**Short exercise 1**:
In the text on the Warrenton Woolen Mill, rewrite the part from "The Warrenton Woolen" up to and including "Warrenton Mill Condominiums.", changing "housing" to "apartments".
**Short exercise 2**:
Check each statement against the text on the Warrenton Woolen Mill and answer yes or no, quoting the words that decide it. (a) The mill closed in 1984. (b) Main Street runs along the west bank of the river. (c) The site has ten buildings in all.
**Short exercise 3**:
Carry on the text about the Warrenton Woolen Mill from its last sentence.

**Text block**:
::::::::::

The Warrenton Woolen Mill is a historic textile mill at 839 Main Street in Torrington, Connecticut. Founded in 1844, the mill was a major part of the local economy until its closure in 1984. Its surviving complex, dating to the early 20th century, was listed on the National Register of Historic Places in 1987. It has since been renovated into housing, as the Warrenton Mill Condominiums.

==Description and history==
The former Warrenton Woolen Mill Complex is located north of downtown Torrington, on the west bank of the East Branch Naugatuck River. It is accessed from Main Street, which parallels the river on the east bank, via a drive that crosses the river. The mill consists of two large brick buildings, one two stories in height and the other three, connected by other structures. The site includes eight buildings in all, most of which date to the early 20th century. The two main mill buildings, each more than 250 ft in length, are set parallel to each other in a north-south orientation, and exhibit modest commercial Italianate style. A large portion of the weaving shed is topped by a saw-tooth roof.

::::::::::

**Available data**:
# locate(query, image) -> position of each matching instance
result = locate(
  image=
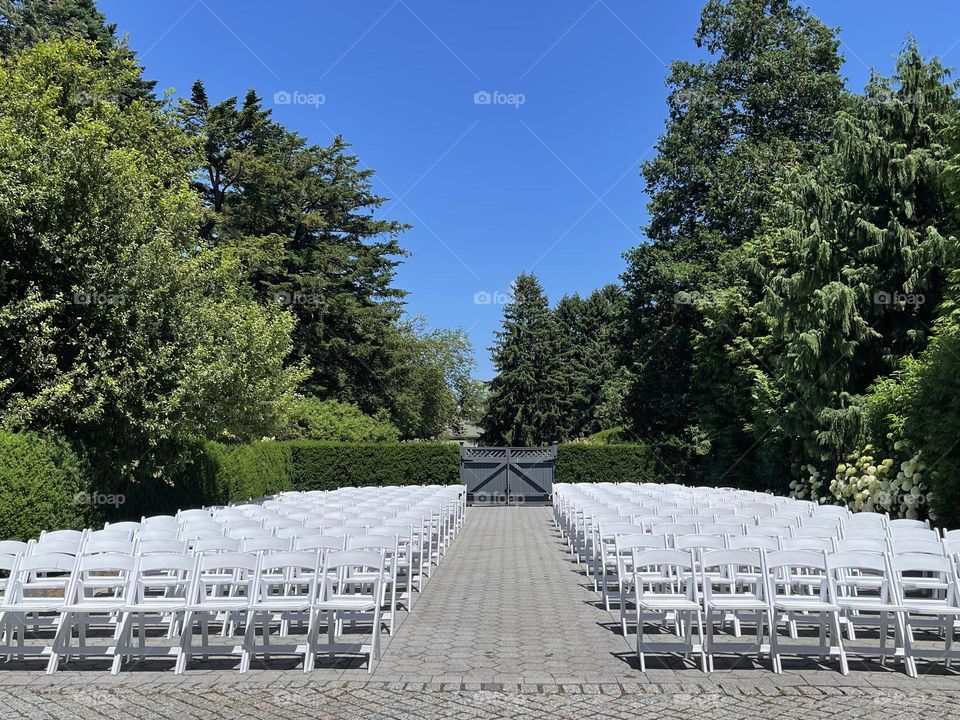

::::::::::

**Output 1**:
The Warrenton Woolen Mill is a historic textile mill at 839 Main Street in Torrington, Connecticut. Founded in 1844, the mill was a major part of the local economy until its closure in 1984. Its surviving complex, dating to the early 20th century, was listed on the National Register of Historic Places in 1987. It has since been renovated into apartments, as the Warrenton Mill Condominiums.

**Output 2**:
(a) Yes: "until its closure in 1984"
(b) No: "Main Street, which parallels the river on the east bank"
(c) No: "The site includes eight buildings in all"

**Output 3**:
The mill site was first used for textile production in 1844, and its investors included members of the prominent Wolcott family. This complex was built in 1908 to designs by prolific mill designer Charles T. Main, and are his only known work in the state. The complex was used for textile production until 1984. From the late 19th century the firm specialized in the manufacture of heavy fabrics for the uniforms of police and military organizations.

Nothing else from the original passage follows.